Recorded information |

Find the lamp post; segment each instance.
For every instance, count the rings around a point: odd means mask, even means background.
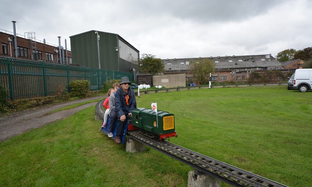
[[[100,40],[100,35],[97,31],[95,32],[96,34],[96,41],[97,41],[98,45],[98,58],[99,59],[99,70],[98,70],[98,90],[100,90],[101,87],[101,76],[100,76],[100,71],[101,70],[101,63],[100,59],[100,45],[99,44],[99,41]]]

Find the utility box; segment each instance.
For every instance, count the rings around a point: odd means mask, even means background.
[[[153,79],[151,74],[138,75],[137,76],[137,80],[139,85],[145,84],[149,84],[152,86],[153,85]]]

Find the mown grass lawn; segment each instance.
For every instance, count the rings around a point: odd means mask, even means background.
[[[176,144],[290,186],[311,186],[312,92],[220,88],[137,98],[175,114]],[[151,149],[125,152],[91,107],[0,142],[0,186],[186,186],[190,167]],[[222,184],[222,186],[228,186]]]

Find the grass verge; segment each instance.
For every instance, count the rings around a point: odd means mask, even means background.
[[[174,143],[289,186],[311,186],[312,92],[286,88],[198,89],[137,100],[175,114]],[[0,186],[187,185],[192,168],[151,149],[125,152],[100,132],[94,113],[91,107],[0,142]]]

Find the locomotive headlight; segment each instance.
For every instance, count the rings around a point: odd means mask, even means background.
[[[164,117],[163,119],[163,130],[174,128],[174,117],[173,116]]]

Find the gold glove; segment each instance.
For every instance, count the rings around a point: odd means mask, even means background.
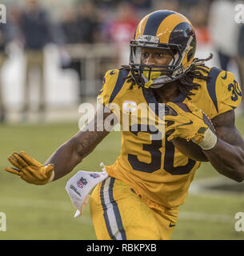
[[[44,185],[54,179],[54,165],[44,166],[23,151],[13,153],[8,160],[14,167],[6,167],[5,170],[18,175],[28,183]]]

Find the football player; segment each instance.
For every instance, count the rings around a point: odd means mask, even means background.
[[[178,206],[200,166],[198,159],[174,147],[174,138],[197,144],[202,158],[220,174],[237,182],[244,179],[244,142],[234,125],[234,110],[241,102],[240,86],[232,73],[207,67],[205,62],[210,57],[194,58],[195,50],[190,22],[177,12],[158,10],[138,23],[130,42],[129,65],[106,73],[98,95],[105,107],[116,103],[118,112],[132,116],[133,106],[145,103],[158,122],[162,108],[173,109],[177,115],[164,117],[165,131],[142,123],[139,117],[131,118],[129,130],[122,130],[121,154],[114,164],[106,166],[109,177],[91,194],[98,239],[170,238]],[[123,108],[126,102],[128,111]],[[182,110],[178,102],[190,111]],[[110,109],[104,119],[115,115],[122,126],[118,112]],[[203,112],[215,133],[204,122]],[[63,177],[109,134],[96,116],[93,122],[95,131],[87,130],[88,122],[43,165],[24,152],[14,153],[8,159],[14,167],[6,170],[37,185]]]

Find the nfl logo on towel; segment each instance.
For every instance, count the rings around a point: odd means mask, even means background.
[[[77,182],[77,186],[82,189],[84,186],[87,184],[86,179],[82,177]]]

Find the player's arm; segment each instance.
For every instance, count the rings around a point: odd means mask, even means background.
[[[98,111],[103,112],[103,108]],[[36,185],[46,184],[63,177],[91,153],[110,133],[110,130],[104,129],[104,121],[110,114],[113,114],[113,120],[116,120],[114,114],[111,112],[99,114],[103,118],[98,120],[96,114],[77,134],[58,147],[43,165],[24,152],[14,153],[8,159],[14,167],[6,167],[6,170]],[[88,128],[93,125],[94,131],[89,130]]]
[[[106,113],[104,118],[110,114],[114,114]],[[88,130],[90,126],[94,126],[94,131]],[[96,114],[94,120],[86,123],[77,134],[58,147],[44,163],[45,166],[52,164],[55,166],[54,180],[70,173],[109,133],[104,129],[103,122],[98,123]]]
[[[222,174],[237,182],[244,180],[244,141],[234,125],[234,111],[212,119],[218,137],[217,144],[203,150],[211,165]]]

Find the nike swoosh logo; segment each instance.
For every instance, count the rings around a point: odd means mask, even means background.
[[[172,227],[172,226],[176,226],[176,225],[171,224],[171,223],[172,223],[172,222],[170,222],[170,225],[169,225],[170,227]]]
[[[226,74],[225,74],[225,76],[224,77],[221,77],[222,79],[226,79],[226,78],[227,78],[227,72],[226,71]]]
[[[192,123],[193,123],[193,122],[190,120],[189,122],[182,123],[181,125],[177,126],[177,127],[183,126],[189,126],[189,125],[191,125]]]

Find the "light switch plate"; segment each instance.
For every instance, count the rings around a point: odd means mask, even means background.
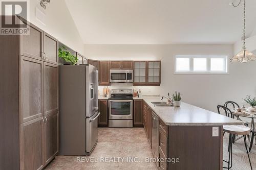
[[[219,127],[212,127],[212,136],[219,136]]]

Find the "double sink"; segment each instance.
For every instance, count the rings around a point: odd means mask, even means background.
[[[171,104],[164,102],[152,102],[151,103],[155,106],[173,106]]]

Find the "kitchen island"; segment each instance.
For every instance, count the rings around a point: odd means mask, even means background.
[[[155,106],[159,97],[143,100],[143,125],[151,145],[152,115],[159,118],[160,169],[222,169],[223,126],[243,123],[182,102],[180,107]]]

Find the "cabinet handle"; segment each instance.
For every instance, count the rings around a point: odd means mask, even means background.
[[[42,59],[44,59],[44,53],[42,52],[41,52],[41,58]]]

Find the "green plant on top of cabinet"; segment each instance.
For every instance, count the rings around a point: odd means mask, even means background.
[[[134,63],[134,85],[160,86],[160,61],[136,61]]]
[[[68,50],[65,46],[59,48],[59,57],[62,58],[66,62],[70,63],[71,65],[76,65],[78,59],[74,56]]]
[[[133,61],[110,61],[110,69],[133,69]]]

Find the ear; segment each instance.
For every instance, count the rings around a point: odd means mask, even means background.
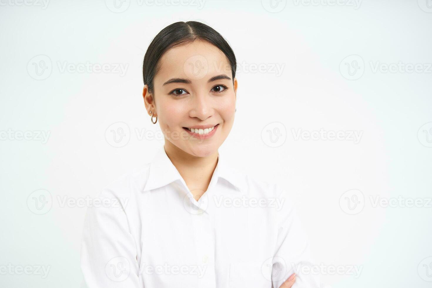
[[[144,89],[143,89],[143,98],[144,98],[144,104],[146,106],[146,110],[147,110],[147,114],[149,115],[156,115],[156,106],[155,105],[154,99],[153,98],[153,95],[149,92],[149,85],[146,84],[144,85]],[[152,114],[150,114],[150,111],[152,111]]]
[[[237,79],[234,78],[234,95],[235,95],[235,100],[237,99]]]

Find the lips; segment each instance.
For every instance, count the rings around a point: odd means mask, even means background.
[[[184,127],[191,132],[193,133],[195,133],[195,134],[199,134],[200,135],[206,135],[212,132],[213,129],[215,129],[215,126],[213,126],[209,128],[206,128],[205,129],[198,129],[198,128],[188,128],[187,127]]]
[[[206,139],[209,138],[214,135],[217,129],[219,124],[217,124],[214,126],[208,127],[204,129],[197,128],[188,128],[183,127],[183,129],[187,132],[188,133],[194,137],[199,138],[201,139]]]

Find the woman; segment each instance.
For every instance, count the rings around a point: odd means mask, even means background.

Task to complete | Starting with the line that contains "plant on top", reproduce every line down to the end of the listing above, both endpoints included. Pictures stay out.

Response |
Find the "green plant on top of cabinet"; segment each instance.
For every instance, count the rings around a point: odd means mask, even means background.
[[[134,63],[134,85],[160,86],[160,61],[136,61]]]
[[[68,50],[65,46],[59,48],[59,57],[62,58],[66,62],[70,63],[71,65],[76,65],[78,59],[74,56]]]
[[[133,61],[110,61],[110,69],[133,69]]]

Find the ear; segment each instance.
For every instance, count the rings around a point: odd means mask, even means background.
[[[144,89],[143,89],[143,98],[144,98],[144,104],[146,106],[146,110],[147,110],[147,114],[149,115],[156,115],[156,106],[155,105],[154,99],[153,98],[153,95],[149,92],[149,85],[146,84],[144,85]],[[152,114],[150,114],[150,111],[152,111]]]
[[[237,79],[234,78],[234,95],[235,95],[235,100],[237,99]]]

Find the lips; segment each instance.
For every instance, count the rings around a point: odd means mask, even means background.
[[[184,127],[191,132],[193,133],[195,133],[195,134],[199,134],[200,135],[206,135],[212,132],[213,129],[215,129],[215,126],[213,126],[209,128],[206,128],[205,129],[198,129],[198,128],[188,128],[187,127]]]
[[[206,139],[209,138],[214,135],[217,129],[219,124],[217,124],[214,126],[208,127],[204,129],[197,128],[188,128],[183,127],[183,129],[187,132],[188,133],[194,137],[199,138],[201,139]]]

Find the woman; segment each instance.
For every instance, count the rings around a point: odd means mask, even means background.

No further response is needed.